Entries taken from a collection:
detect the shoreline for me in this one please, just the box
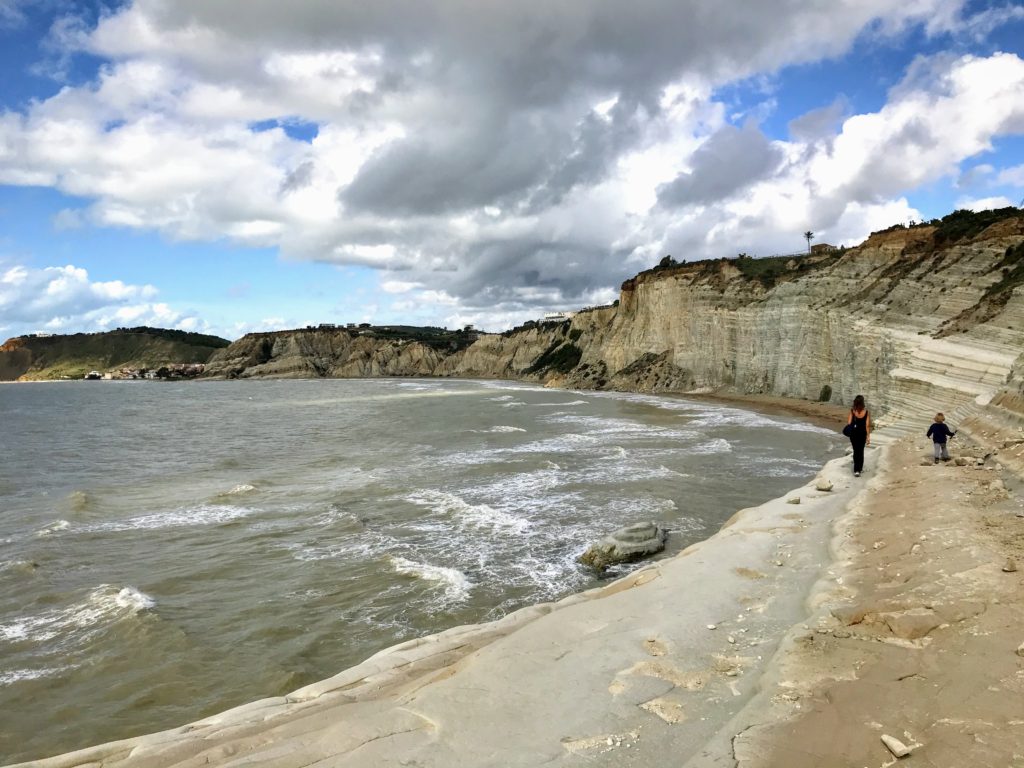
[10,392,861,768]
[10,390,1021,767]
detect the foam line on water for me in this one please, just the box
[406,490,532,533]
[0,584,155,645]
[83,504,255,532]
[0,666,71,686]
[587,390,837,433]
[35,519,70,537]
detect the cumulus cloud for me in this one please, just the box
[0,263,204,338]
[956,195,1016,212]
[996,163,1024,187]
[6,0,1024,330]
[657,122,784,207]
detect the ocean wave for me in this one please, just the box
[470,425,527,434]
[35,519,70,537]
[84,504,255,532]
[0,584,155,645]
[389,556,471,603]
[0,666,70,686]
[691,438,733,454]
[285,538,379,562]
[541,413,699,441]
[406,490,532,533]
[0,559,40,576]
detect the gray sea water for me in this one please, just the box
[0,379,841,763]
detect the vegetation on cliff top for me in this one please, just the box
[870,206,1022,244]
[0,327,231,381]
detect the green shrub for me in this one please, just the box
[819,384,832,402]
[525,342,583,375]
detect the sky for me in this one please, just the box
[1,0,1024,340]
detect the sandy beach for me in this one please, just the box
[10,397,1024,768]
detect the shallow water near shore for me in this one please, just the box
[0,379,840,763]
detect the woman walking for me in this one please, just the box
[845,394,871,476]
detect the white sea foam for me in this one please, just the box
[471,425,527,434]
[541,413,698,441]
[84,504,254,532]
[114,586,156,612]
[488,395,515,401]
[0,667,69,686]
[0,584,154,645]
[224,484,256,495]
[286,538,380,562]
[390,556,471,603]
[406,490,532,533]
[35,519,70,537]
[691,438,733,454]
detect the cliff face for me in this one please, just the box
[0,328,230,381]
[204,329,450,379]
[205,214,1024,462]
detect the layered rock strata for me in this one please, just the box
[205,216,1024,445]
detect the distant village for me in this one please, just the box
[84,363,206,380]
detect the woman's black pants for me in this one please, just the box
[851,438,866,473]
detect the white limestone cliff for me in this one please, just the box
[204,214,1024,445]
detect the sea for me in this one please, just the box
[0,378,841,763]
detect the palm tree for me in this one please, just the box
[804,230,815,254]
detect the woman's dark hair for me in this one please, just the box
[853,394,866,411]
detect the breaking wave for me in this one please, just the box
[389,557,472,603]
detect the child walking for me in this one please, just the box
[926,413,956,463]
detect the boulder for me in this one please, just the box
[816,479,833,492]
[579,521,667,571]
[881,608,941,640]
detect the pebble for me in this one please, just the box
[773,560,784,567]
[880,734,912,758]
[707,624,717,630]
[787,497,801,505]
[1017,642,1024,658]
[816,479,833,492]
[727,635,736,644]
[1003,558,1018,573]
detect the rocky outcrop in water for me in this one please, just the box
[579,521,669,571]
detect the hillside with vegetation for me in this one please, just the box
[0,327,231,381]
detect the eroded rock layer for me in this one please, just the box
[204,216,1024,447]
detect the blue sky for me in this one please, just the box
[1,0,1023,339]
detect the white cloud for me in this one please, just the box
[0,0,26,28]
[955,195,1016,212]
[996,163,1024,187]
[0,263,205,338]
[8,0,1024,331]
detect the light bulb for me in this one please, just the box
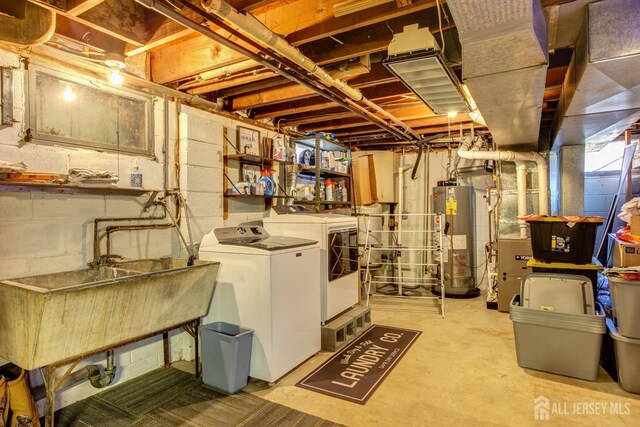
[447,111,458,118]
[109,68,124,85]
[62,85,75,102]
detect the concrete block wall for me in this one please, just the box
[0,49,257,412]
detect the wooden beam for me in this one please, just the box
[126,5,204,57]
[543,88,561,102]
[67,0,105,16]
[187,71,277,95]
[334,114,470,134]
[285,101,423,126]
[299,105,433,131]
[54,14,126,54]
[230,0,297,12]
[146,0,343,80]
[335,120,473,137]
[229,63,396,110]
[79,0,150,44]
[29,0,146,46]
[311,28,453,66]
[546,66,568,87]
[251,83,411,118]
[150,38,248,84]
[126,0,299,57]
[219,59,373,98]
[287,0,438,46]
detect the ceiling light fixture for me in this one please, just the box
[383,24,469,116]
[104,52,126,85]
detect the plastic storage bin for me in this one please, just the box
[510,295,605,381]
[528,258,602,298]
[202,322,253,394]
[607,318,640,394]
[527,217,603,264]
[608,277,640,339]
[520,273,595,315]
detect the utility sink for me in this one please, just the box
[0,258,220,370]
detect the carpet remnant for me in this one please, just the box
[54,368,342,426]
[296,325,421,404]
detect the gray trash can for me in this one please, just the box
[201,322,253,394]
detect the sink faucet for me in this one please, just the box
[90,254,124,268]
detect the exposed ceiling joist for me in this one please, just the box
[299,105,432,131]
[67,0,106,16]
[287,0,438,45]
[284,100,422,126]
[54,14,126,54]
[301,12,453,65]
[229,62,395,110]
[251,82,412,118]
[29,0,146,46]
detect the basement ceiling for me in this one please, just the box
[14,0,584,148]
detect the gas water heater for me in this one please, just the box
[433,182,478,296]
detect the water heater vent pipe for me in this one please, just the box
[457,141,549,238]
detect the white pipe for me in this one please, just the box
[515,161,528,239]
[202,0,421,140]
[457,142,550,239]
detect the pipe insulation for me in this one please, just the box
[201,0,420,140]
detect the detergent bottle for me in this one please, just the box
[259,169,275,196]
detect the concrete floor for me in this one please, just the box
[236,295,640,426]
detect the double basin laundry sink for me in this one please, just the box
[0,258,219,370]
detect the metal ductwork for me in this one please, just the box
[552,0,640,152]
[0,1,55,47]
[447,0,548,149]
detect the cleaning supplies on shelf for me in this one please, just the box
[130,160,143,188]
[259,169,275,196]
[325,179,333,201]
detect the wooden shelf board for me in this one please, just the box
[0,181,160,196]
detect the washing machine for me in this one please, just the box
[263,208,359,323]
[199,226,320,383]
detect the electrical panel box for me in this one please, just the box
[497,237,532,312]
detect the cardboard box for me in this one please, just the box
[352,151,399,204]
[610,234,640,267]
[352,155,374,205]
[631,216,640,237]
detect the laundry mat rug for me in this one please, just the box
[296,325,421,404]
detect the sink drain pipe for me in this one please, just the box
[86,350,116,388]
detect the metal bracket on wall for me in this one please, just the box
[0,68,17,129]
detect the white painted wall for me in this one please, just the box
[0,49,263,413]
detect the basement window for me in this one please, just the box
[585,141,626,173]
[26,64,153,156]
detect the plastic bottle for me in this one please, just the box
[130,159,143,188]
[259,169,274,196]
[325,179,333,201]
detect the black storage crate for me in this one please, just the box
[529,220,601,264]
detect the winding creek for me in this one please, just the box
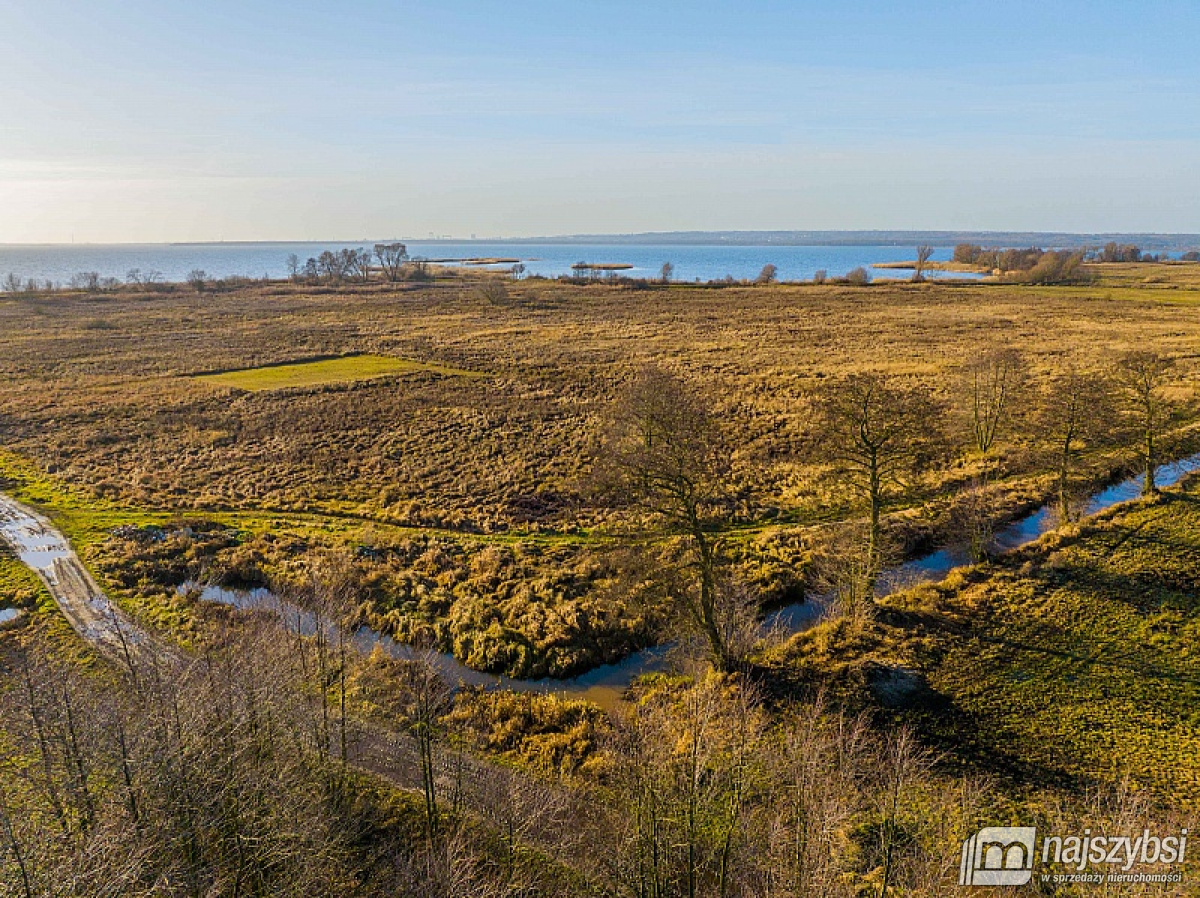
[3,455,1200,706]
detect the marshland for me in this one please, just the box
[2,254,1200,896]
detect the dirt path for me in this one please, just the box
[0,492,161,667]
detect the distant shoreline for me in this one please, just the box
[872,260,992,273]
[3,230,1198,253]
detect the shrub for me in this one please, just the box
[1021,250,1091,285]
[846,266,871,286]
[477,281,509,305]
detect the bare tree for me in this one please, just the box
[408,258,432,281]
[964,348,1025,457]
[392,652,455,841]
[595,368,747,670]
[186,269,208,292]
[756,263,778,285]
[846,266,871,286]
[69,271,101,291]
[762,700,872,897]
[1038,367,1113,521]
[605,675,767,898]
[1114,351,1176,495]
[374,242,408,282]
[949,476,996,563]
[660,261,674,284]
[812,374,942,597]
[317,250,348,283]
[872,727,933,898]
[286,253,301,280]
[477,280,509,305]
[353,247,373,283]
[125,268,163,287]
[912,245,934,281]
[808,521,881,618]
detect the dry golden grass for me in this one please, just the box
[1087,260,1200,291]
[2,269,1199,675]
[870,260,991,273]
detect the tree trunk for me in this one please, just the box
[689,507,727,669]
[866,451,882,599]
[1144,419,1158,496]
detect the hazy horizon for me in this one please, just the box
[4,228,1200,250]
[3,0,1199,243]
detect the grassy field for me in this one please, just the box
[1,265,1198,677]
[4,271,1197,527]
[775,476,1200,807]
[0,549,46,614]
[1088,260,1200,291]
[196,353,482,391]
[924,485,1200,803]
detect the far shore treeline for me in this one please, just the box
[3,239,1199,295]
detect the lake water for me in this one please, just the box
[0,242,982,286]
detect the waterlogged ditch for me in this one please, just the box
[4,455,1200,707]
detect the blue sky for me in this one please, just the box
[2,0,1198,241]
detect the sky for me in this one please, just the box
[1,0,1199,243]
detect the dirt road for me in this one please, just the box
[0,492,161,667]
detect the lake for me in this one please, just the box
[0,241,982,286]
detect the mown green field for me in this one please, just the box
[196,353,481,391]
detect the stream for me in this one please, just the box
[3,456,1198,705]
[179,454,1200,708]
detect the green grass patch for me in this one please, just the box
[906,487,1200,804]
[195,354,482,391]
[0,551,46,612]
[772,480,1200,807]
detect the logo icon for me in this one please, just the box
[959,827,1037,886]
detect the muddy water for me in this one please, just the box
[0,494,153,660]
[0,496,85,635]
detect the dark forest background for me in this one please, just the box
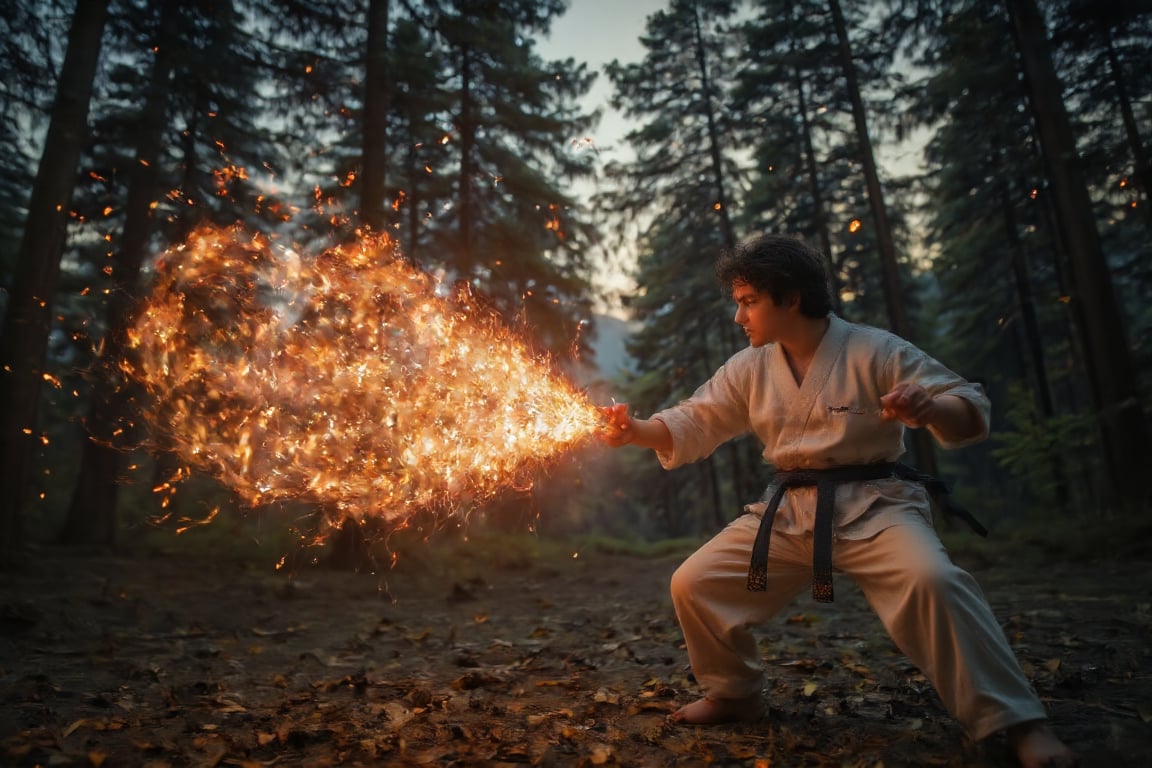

_REQUIRED ACTION_.
Please set down exactly the lines from the one holding "detect the far" through the last line of the entries, both ends included, and skip pictures.

_ANSWER_.
detect the far shore treeline for me in this one please, just the box
[3,239,1199,295]
detect the lake water for me in this one please, just the box
[0,242,982,286]
detect the waterlogged ditch for me in this one please, just the box
[4,455,1200,707]
detect the blue sky for me in this one please, just the box
[2,0,1198,241]
detect the sky for me in this one please, just the box
[1,0,1199,243]
detect the dirt road for me in this one please, just the box
[0,492,161,667]
detect the lake for me in this one please, just the box
[0,241,982,286]
detect the mown green field for me in this one please, just the box
[196,353,481,391]
detect the stream for me in this one please, just the box
[3,456,1198,705]
[179,454,1200,708]
detect the green grass patch for me in this one please, just the box
[906,487,1200,804]
[195,354,482,391]
[0,551,46,612]
[772,480,1200,807]
detect the logo icon for me in this one please, just the box
[959,827,1037,886]
detect the muddy water for me in this one please, just the box
[0,494,153,660]
[0,496,85,635]
detect the dark forest background for me in this one please, just the box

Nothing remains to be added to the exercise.